■ WORK INSTRUCTIONS:
Nothing but the line with "Reviewer note: confirm that each instance of the bare" and the lines after it, through the end of the records below, is to be repeated, exactly as it is.
start STORED RECORDS
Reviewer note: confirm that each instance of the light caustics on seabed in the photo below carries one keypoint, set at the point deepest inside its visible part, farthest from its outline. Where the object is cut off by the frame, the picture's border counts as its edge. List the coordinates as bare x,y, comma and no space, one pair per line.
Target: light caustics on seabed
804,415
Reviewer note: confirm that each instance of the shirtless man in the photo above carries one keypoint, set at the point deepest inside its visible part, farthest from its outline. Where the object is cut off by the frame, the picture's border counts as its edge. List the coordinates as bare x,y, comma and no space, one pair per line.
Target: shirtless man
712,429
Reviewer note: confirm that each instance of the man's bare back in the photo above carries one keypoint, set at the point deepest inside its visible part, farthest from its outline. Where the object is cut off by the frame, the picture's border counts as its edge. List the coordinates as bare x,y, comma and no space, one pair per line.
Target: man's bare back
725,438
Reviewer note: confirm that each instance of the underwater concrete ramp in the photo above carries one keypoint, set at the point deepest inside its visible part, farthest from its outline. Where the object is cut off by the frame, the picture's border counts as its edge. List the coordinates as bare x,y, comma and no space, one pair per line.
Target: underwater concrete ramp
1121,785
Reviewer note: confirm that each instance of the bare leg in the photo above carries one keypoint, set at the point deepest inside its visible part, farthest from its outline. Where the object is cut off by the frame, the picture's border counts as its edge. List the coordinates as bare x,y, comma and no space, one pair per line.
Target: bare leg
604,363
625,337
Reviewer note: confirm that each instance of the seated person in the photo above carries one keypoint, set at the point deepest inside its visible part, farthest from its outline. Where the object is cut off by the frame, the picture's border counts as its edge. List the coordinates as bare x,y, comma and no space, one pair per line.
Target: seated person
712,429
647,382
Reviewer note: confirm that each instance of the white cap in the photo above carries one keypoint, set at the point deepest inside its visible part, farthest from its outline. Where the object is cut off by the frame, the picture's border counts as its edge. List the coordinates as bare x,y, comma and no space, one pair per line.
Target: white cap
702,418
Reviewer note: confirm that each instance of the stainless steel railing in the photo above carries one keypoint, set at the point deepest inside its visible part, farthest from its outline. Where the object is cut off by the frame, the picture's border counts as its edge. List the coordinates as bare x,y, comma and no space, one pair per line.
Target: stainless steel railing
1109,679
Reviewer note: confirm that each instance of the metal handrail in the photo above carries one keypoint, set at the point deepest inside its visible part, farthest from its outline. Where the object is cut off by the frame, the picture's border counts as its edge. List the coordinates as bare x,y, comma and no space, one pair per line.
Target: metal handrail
end STORED RECORDS
■ EXERCISE ANSWER:
Reviewer note: confirm that each instance of the bare leg in the photo above carries one keypoint, set at the point deepest inside its visible part, farthest from its outline. Where the object is cut off by the frame, the picture's border counts as its edge. List the coordinates as bare x,y, comma and no space, one pair per line.
Target: bare leg
604,363
625,337
Reviewer note: confirm that each instance of the seated person in the photo above carries one keypoint, set at the point deepest inside its visible part, farthest from its outline. Where the object is cut off by the frame, the picture's border counts as its edge. List the coordinates as bare x,y, comma and no space, one pair per line.
Target: seated person
712,429
647,382
Reviewer note: confirm that each instance of the white cap in the photo above carries one keypoint, set at the point deepest inside its visible part, farthest from its outline. Where the object is cut off by the frame, the picture's border counts as its edge. List the coordinates as bare x,y, comma and no space, one pair per line.
Target: white cap
702,418
Reviewer note: confirm that each instance of the stainless steel railing in the photo above carries one keypoint, set at the point deepest inside its visible part, farthest from its outline. Where the object is cut off by the frame, the picture's border counts as its edge. List the coordinates as bare x,y, comma and no space, one pair per line.
Target: stainless steel railing
1109,679
Reviewer note: confirm that each instance of the metal handrail in the photo above carries one keypoint, set at the point deepest inside its visible part, farthest from its outline. Where the object is cut off by the frame, the picture's border counts as its edge. List the coordinates as bare x,y, comma and no space, one pair per line.
Target: metal handrail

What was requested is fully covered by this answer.